───── Excerpted text ─────

In reported cases involving minor children in medical and other care facilities, courts have tended to defer to parents’ decisions. Litigation has not always involved a formal DNR order but courts have addressed factual situations involving deteriorating health conditions that are the predicate to seeking a DNR order. In the seminal case, In re Quinlan,64 the Supreme Court of New Jersey observed that the right to refuse medical treatment is part of a person’s constitutional right to privacy.65 In In re LHR,66 the Supreme Court of Georgia, in a case that did not involve a DNR order, upheld the right of parents to remove life support equipment from their terminally ill minor child existing in chronic vegetative state with no hope of development of cognitive function. Eight years after LHR, the Supreme Court of Georgia, in In re Doe,67 addressed a dispute between physicians wanting either a DNR order or permission to deescalate treatment to a minor child and the parents who opposed both deescalation and a DNR order, emphasising:

that the right to refuse treatment or indeed to terminate treatment may be exercised by the parents or legal guardian of the infant after diagnosis that the infant is terminally ill with no hope of recovery and that the infant exists in a chronic vegetative state with no reasonable possibility of attaining cognitive function.68

While refusing to “mandate a single, static formula for deciding when deescalation of medical treatment may be appropriate,”69 the state supreme court in Doe found that “medical decision-making for incompetent patients is most often best left to the patient's family (or other designated proxy) and the medical community.”70 However, the court noted that the corollary of its position concerning the rights of parents was that the hospital could not deescalate the child’s treatment as long as both parents opposed deescalation. Likewise, the hospital could not have secured a DNR order if the parents opposed it. However, parents could consent to deescalation or a DNR order only if both agreed.71 More recently, the Supreme Court of Maine, in In re Mathew W,72 held, that, as to the effort of the Department of Health and Human Services (DHHS) to issue a DNR order for a child less than one year old,

due process requires that parents be afforded the same procedural protections before approval of a DNR for their child as they are afforded prior to the termination of their parental rights.73

Attaching the due process rights of parents to oppose the DHHS’s DNR order to the constitutionally protected rights of parents “to direct the care and upbringing of their children,”74 the Supreme Court of Maine noted that the:

[e]xercise of a DNR [by the DHHS] over the parents' objections not only infringe[d] upon the fundamental rights of parenthood, but could have the effect of conclusively preventing parents from raising their child or ever again exercising their fundamental rights.75

As a result of cases like LHR and Doe, state legislatures have intervened and established protocols for addressing DNR orders and issues attendant to the implementation of a DNR. Some of these state statutes are incredibly complex76 and address not only such matters as the definitions of various debilitating conditions,77 the authority of physicians,78 and the criteria for creating and implementing a DNR order,79 but also such matters as whether a DNR order is a suicide80 and

how DNR orderss issued in other states are to be enforced.81 However, while the statutes identify those persons who can make decisions to withhold or withdraw life-saving treatment, nothing is said regarding a minor child who has an IEP.82

In terms of school compliance with DNR orders, one author has suggested that “many state and local educational systems do not comply with DNR orders directly, but summon Emergency Medical Services who are authorised to honor such orders.”83 In effect, schools choose to pass the decision of whether to comply with a DNR order to someone else.

───── Provided information ─────

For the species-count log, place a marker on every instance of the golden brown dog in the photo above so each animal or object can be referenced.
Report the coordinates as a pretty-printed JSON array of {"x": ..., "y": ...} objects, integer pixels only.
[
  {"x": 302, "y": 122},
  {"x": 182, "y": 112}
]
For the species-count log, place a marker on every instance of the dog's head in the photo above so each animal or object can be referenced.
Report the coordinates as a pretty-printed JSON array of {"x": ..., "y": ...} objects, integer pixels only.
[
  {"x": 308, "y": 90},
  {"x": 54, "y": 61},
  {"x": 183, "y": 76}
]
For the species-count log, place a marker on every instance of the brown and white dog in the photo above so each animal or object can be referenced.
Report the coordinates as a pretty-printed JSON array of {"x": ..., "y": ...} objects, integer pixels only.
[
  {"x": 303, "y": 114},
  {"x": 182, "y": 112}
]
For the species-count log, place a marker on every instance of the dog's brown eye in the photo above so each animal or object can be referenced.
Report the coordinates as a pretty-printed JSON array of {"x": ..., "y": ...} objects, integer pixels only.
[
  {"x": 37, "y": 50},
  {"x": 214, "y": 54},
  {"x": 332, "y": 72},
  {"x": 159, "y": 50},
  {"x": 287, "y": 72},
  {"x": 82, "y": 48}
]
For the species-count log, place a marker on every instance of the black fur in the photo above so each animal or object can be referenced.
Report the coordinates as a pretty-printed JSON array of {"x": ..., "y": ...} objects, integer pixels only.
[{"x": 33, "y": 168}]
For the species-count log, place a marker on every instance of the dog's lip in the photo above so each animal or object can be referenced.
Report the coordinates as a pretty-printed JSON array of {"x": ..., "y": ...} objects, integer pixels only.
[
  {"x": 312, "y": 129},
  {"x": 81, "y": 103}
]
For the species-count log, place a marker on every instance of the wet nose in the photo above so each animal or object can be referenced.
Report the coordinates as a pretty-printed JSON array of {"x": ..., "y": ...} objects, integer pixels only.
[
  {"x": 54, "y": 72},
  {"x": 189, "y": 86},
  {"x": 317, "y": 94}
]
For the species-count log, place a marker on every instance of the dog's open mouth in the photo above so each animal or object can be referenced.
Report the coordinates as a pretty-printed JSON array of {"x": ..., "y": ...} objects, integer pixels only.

─────

**Work to complete:**
Quote the passage of the text on DNR orders from "In terms of" to "to someone else.".

**Response area:**
In terms of school compliance with DNR orders, one author has suggested that “many state and local educational systems do not comply with DNR orders directly, but summon Emergency Medical Services who are authorised to honor such orders.”83 In effect, schools choose to pass the decision of whether to comply with a DNR order to someone else.